Using the information
**1)** According to the webinar announcement, why was the webinar planned? Answer in one to three sentences.
**2)** Rewrite the paragraph of the webinar announcement that begins "About the webinar:" as a short bulleted list, keeping its main facts.
[Text excerpt Boundary: Start]
May 31 @ 11:00 am - 12:00 pm

Health Disparities encountered in LGBTQ+ Communities of Color: From Theory to Practice (HHS Region 1)



While the NIH has identified sexual and gender minorities as well as racial and ethnic minorities as groups that face health disparities, what often is overlooked in research and clinical care is people living at the nexus of those two communities. Health disparities are a particular type of difference in health in which disadvantaged social groups, such as people from lower social, economic status, racial, ethnic minorities, women, sexual minorities and other groups, have persistently experienced social disadvantage or discrimination and have systematically experienced worse health or greater health risks than more advantaged groups as a result of systems of oppression. An intersectionality framework can have a meaningful impact and potentially better outcomes in behavioral health care. This presentation will review theoretical frameworks such as intersectionality and minority stress theory for understanding these dynamics and offer practical considerations for engaging in work to address these disparities.


Learning Objective: Describe how systems of oppression such as racism and heterosexism create unique health disparities (e.g., addiction and behavioral health care inequities) encountered by LGBTQ+ People of Color


Presenter: David G. Zelaya, PhD, (he/him/él) is an Assistant Professor at Brown University School of Public Health (SPH) within the Center for Alcohol and Addiction Studies (CAAS), Department of Behavioral and Social Sciences, a research fellow at Harvard Medical School within the Department of Psychiatry at Cambridge Hospital, and an affiliated scientist at Yale University with the Center for Interdisciplinary Research on AIDS (CIRA).

Dr. Zelaya’s program of research focuses on examining health disparities, from an intersectionality and minority stress lens, among Black, Indigenous, and People of Color and sexual and gender minority communities and links to HIV risk, mental health, resilience, and alcohol use.  Clinically, he is interested in providing culturally competent behavioral health services to historically underserved communities (e.g., Spanish-speaking Latinx people; sexual and gender diverse people). Dr. Zelaya is actively involved in service at the national and local level. He was elected to serve on the Leadership Council of the National Latinx Psychological Association as the early career representative. Additionally, he is an appointed member of the APA workgroup on Journal Reporting Guidelines for Equity, Diversity, Inclusion, & Justice in Psychological Science, a member of APA’s Committee for Ethnic Minority Affairs, and he serves as the Director for Equity, Diversity, and Inclusion for the SAMHSA-funded New England Addiction Technology Transfer Center. At Brown, Dr. Zelaya teaches Introduction to Health Disparities.

About the webinar: This webinar is hosted by the New England PTTC, a program funded through SAMHSA. This webinar was planned in response to an identified need for additional training on health disparities for the New England prevention workforce. This webinar is pre-approved by the Maine Prevention Certification Board, an IC&RC member board, for 1 contact hour for prevention specialists.
[Text excerpt Boundary: End]
[Source data Boundary: Start]
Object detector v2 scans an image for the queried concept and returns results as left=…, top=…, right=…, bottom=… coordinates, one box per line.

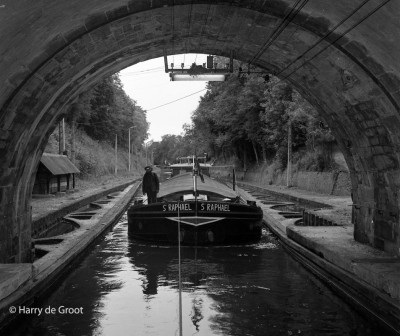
[Source data Boundary: End]
Answers for the exercise
**1)** The webinar was planned because of an identified need for more training on health disparities for the New England prevention workforce.

**2)**
- Host: the New England PTTC, a program funded through SAMHSA
- Purpose: planned in response to an identified need for additional training on health disparities for the New England prevention workforce
- Credit: pre-approved by the Maine Prevention Certification Board, an IC&RC member board, for 1 contact hour for prevention specialists